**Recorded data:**
◇ ◇ ◇ ◇ ◇ ◇ ◇
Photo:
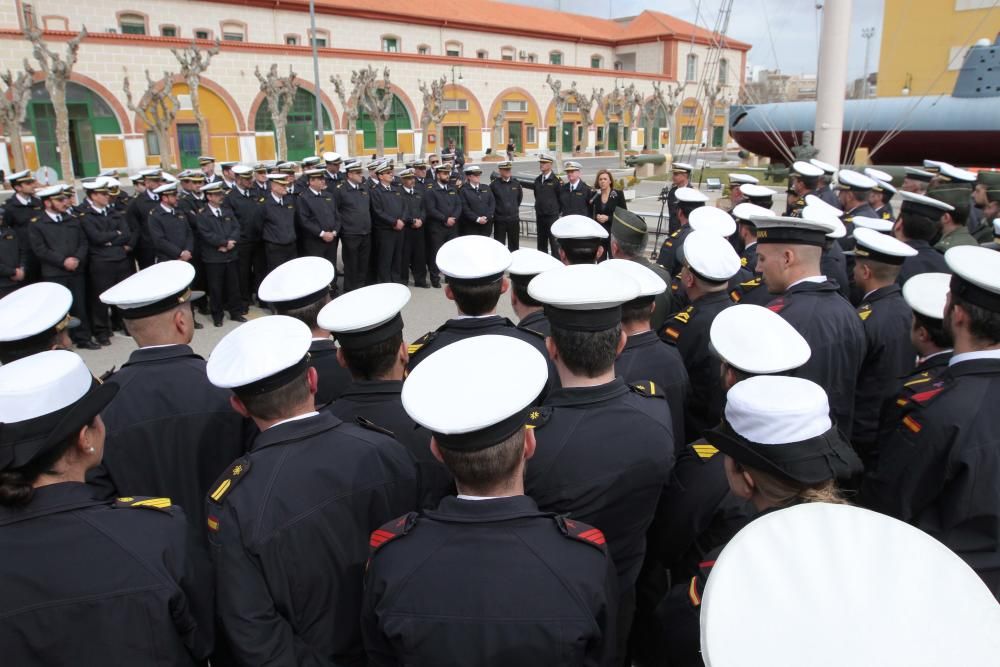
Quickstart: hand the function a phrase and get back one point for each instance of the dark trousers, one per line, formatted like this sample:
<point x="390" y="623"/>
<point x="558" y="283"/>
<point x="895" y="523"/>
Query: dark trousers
<point x="475" y="229"/>
<point x="543" y="225"/>
<point x="251" y="269"/>
<point x="355" y="251"/>
<point x="509" y="232"/>
<point x="277" y="254"/>
<point x="223" y="282"/>
<point x="438" y="234"/>
<point x="389" y="246"/>
<point x="414" y="256"/>
<point x="103" y="275"/>
<point x="76" y="283"/>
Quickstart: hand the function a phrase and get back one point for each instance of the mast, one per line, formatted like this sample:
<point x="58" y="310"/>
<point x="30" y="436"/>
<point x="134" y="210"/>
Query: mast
<point x="832" y="79"/>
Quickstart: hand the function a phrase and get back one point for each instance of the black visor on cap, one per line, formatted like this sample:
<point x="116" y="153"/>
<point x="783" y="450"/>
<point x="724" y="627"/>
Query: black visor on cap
<point x="876" y="256"/>
<point x="22" y="442"/>
<point x="600" y="319"/>
<point x="272" y="382"/>
<point x="484" y="438"/>
<point x="792" y="236"/>
<point x="301" y="302"/>
<point x="359" y="340"/>
<point x="974" y="294"/>
<point x="812" y="461"/>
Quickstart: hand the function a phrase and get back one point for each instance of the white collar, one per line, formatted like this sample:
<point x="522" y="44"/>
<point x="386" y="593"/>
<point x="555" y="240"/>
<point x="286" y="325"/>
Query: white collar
<point x="977" y="354"/>
<point x="293" y="419"/>
<point x="810" y="279"/>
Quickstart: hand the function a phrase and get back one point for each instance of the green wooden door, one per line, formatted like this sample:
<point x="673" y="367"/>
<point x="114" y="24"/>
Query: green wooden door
<point x="568" y="137"/>
<point x="189" y="141"/>
<point x="514" y="134"/>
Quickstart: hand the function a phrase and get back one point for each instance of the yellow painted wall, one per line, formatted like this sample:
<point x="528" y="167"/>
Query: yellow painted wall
<point x="265" y="146"/>
<point x="111" y="153"/>
<point x="530" y="117"/>
<point x="917" y="40"/>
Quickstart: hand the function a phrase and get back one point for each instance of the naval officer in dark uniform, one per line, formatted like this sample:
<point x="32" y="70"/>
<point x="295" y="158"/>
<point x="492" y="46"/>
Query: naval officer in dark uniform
<point x="525" y="264"/>
<point x="709" y="264"/>
<point x="84" y="576"/>
<point x="474" y="267"/>
<point x="574" y="471"/>
<point x="646" y="358"/>
<point x="170" y="431"/>
<point x="289" y="522"/>
<point x="442" y="587"/>
<point x="939" y="470"/>
<point x="300" y="288"/>
<point x="788" y="255"/>
<point x="886" y="320"/>
<point x="918" y="225"/>
<point x="368" y="325"/>
<point x="547" y="190"/>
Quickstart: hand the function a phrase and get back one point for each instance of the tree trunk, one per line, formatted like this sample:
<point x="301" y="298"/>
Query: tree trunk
<point x="379" y="136"/>
<point x="58" y="97"/>
<point x="280" y="141"/>
<point x="199" y="117"/>
<point x="17" y="146"/>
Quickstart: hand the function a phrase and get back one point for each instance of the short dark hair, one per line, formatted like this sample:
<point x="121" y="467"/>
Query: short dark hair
<point x="580" y="251"/>
<point x="306" y="314"/>
<point x="277" y="403"/>
<point x="477" y="299"/>
<point x="637" y="310"/>
<point x="521" y="290"/>
<point x="919" y="227"/>
<point x="940" y="336"/>
<point x="983" y="324"/>
<point x="374" y="361"/>
<point x="587" y="353"/>
<point x="19" y="349"/>
<point x="480" y="469"/>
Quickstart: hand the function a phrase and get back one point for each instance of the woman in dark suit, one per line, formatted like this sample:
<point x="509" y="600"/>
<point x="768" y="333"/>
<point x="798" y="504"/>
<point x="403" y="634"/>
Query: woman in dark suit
<point x="604" y="202"/>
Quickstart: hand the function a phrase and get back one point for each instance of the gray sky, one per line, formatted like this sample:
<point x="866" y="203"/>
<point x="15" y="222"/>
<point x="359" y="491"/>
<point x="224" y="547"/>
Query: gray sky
<point x="791" y="25"/>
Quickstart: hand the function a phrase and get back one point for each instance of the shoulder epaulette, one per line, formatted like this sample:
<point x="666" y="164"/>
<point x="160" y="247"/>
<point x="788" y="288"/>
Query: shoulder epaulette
<point x="145" y="502"/>
<point x="415" y="346"/>
<point x="704" y="449"/>
<point x="647" y="389"/>
<point x="372" y="426"/>
<point x="538" y="416"/>
<point x="581" y="532"/>
<point x="233" y="476"/>
<point x="390" y="531"/>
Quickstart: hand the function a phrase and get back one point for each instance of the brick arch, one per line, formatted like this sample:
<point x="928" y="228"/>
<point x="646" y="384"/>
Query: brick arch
<point x="116" y="107"/>
<point x="327" y="103"/>
<point x="457" y="87"/>
<point x="404" y="98"/>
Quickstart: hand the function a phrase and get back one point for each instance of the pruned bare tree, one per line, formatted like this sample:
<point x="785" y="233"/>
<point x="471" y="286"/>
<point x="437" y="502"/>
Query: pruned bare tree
<point x="280" y="94"/>
<point x="434" y="110"/>
<point x="157" y="108"/>
<point x="194" y="62"/>
<point x="376" y="100"/>
<point x="13" y="104"/>
<point x="57" y="71"/>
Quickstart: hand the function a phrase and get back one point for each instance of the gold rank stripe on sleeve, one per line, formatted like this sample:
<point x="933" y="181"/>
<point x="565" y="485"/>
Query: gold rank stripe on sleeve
<point x="705" y="450"/>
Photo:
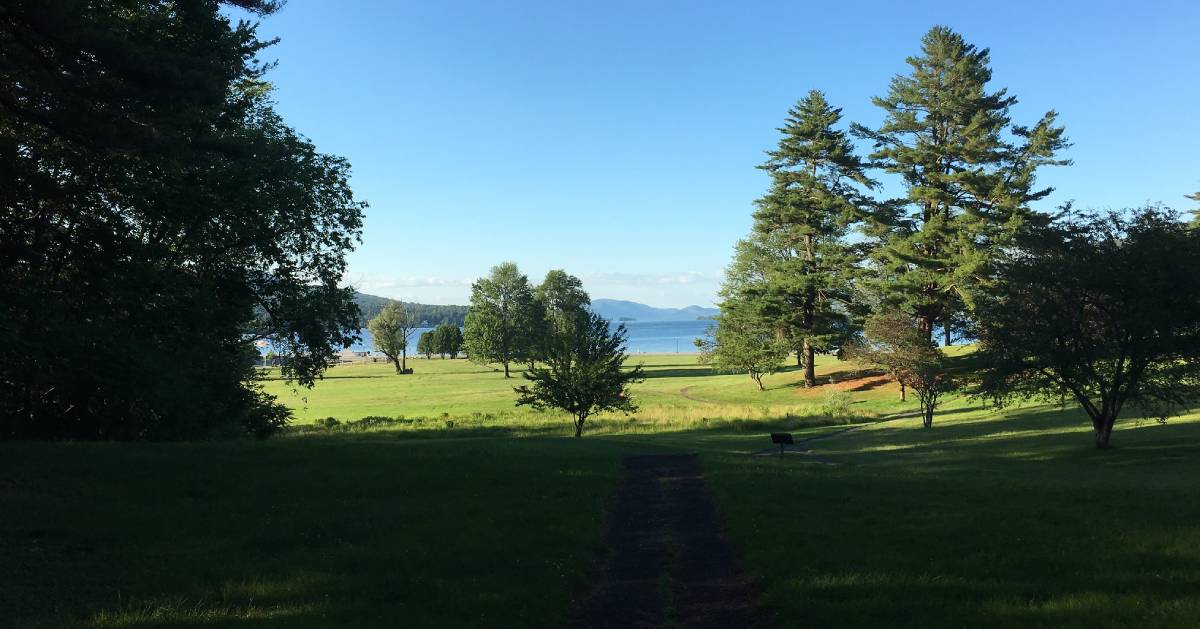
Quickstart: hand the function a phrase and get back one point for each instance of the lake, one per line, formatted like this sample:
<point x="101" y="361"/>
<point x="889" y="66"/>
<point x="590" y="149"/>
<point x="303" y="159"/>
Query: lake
<point x="645" y="337"/>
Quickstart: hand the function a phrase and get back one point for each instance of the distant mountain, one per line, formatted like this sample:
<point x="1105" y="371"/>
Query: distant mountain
<point x="622" y="310"/>
<point x="433" y="315"/>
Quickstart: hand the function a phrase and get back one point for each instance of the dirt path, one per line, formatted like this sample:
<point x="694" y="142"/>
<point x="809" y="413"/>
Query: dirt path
<point x="666" y="563"/>
<point x="687" y="393"/>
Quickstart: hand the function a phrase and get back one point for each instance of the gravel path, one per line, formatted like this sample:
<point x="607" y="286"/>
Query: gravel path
<point x="666" y="563"/>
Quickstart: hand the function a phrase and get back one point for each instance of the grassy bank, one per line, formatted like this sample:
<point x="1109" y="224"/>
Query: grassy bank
<point x="985" y="520"/>
<point x="301" y="532"/>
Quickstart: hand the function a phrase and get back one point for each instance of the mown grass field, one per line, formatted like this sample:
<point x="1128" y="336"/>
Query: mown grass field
<point x="985" y="520"/>
<point x="678" y="393"/>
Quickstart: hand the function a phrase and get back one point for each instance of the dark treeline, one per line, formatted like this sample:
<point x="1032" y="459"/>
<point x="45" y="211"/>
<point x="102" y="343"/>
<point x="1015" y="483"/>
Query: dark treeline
<point x="429" y="313"/>
<point x="1068" y="305"/>
<point x="157" y="217"/>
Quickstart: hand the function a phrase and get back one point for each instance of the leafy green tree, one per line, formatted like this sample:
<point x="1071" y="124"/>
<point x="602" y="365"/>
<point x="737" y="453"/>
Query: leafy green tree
<point x="969" y="175"/>
<point x="425" y="345"/>
<point x="390" y="331"/>
<point x="561" y="298"/>
<point x="805" y="217"/>
<point x="1104" y="310"/>
<point x="503" y="318"/>
<point x="894" y="342"/>
<point x="155" y="204"/>
<point x="448" y="340"/>
<point x="582" y="371"/>
<point x="743" y="342"/>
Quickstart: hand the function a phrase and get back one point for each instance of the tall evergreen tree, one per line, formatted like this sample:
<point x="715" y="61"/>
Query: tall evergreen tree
<point x="805" y="216"/>
<point x="503" y="318"/>
<point x="969" y="174"/>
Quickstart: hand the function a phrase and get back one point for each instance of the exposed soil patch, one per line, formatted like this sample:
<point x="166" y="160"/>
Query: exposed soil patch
<point x="666" y="563"/>
<point x="864" y="383"/>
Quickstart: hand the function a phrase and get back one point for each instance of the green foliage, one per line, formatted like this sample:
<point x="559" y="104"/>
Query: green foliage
<point x="969" y="174"/>
<point x="897" y="343"/>
<point x="742" y="342"/>
<point x="160" y="216"/>
<point x="448" y="340"/>
<point x="798" y="246"/>
<point x="503" y="321"/>
<point x="583" y="371"/>
<point x="390" y="331"/>
<point x="425" y="345"/>
<point x="561" y="300"/>
<point x="1104" y="310"/>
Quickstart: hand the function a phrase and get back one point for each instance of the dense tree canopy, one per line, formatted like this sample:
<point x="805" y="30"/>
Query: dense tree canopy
<point x="893" y="341"/>
<point x="1103" y="310"/>
<point x="969" y="175"/>
<point x="503" y="318"/>
<point x="804" y="220"/>
<point x="742" y="341"/>
<point x="448" y="340"/>
<point x="390" y="331"/>
<point x="582" y="371"/>
<point x="156" y="217"/>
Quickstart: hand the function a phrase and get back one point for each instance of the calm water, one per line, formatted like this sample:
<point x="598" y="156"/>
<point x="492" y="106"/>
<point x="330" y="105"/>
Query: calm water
<point x="645" y="337"/>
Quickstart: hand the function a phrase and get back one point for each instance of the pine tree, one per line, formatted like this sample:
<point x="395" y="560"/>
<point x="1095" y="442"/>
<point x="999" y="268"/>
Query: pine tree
<point x="969" y="174"/>
<point x="804" y="220"/>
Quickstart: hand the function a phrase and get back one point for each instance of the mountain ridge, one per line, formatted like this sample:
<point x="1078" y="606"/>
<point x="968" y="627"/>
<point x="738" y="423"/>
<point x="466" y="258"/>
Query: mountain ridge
<point x="609" y="309"/>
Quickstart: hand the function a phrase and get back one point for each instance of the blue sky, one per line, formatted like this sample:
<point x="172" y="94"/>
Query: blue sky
<point x="618" y="141"/>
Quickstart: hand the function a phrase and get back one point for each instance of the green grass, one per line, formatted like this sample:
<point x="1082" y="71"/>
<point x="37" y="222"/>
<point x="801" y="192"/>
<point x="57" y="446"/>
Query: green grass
<point x="678" y="393"/>
<point x="300" y="532"/>
<point x="985" y="520"/>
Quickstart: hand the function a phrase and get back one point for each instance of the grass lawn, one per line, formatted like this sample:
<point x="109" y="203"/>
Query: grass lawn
<point x="984" y="520"/>
<point x="299" y="532"/>
<point x="678" y="393"/>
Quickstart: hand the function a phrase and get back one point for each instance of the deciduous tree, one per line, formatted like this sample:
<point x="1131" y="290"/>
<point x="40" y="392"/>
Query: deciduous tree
<point x="897" y="343"/>
<point x="390" y="331"/>
<point x="1103" y="310"/>
<point x="425" y="345"/>
<point x="159" y="217"/>
<point x="582" y="371"/>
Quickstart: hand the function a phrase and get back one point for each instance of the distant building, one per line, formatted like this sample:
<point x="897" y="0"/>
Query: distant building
<point x="351" y="355"/>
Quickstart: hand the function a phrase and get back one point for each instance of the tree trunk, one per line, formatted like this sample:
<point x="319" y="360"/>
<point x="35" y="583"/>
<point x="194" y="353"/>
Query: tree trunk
<point x="810" y="373"/>
<point x="1103" y="430"/>
<point x="925" y="324"/>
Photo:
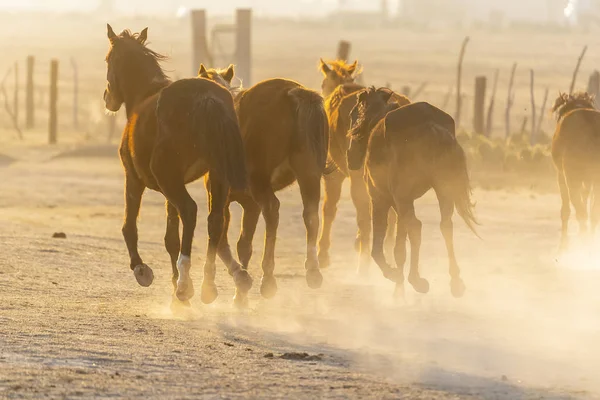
◇ ◇ ◇ ◇ ◇ ◇ ◇
Report how many lines of the items above contain the word "brick", giving only the number. Case counts.

2